- To be done
Render every line of the material below, from the line that contains "suv rear window" through the final line, as a Markdown table with the columns Row and Line Text. Number the rows in order and leave out any blank lines.

- Records supplied
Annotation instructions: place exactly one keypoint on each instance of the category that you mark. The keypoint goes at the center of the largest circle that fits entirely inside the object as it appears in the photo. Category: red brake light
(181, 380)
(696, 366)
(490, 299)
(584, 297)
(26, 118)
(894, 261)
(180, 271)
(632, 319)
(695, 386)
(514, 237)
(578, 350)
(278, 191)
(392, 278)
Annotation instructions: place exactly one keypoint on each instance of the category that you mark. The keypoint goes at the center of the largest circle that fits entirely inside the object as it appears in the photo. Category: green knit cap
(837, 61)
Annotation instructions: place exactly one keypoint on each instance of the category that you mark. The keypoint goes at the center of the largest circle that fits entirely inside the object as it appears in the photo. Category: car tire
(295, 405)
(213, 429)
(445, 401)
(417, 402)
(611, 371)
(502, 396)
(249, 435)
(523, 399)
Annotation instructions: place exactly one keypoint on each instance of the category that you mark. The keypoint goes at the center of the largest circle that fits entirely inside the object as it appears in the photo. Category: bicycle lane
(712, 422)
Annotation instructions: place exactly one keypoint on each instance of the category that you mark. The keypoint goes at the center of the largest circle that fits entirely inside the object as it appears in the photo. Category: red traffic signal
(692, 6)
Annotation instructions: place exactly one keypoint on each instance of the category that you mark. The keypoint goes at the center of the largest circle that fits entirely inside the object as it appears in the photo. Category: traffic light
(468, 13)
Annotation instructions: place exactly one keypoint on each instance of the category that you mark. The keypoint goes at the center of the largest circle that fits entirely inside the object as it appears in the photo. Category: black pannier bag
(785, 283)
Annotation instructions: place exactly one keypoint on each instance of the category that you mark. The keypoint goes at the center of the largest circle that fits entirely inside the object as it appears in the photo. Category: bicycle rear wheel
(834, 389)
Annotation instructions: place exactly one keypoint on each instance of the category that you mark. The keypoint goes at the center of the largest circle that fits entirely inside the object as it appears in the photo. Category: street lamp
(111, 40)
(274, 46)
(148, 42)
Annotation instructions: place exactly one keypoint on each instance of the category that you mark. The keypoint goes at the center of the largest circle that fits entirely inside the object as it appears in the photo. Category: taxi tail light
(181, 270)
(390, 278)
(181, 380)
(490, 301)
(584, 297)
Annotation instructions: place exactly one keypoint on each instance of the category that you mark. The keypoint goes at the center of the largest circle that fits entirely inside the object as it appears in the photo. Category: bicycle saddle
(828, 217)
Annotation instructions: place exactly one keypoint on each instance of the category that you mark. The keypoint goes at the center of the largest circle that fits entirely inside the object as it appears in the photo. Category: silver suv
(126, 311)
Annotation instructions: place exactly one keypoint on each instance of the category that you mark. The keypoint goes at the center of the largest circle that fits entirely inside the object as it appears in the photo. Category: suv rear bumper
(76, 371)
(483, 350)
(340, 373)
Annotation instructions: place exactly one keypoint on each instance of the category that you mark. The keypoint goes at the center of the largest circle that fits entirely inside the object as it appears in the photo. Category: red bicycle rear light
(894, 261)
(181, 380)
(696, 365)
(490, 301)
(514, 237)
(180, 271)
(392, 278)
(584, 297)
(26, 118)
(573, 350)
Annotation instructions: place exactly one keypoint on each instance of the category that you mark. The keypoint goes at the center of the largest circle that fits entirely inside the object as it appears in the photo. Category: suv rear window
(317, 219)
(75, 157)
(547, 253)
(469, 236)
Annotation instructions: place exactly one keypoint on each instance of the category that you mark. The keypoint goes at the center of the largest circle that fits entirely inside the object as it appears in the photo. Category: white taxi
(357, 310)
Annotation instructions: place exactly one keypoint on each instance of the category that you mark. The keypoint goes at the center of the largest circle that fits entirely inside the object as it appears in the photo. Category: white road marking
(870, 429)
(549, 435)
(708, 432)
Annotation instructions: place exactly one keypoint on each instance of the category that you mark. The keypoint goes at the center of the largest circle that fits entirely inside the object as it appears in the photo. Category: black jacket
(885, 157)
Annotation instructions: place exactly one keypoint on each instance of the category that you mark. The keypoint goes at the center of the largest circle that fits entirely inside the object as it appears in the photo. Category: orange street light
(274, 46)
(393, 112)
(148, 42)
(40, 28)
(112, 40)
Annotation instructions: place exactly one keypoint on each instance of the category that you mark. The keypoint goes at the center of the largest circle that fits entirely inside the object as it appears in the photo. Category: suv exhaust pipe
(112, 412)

- Task output
| Row | Line Text |
|---|---|
| 1 | Annotation instructions: place exactly one keypoint on each instance of the category that you mark. The keypoint goes at the center of the largest circle that fits entirely inside the object as it appears in the photo. Category: suv rear window |
| 2 | (317, 219) |
| 3 | (75, 157) |
| 4 | (547, 253) |
| 5 | (469, 236) |
| 6 | Annotation instructions: place exactly one keypoint on each instance of the category that you mark. The keypoint goes at the center of the largest circle that fits entirely inside the object as it appears in the photo. Category: white taxi |
| 7 | (357, 310) |
| 8 | Annotation instructions: place exactly one keypoint on each instance of the category that you mark. The keypoint goes at the center of the largest circle that fits entirely inside the object as it appears in the photo. Category: white road marking |
| 9 | (870, 429) |
| 10 | (549, 435) |
| 11 | (708, 432) |
| 12 | Annotation instructions: place exactly one keypoint on each instance of the category that you mark. The keypoint goes at the center of the largest circle that fits entirely inside the object as it appears in the photo. Category: black jacket |
| 13 | (885, 157) |
| 14 | Annotation instructions: place exactly one keypoint on each instance of the category that you mark. The keypoint goes at the center of the largest circle that fits entirely inside the object as it appears in the photo. Category: orange street light |
| 15 | (274, 46) |
| 16 | (393, 112) |
| 17 | (148, 42) |
| 18 | (40, 28) |
| 19 | (112, 40) |
| 20 | Annotation instructions: place exactly one keypoint on each instance of the category that you mark. The keypoint goes at the center of the largest circle that fits entirely inside the object as it appears in the photo. Category: suv exhaust pipe |
| 21 | (112, 412) |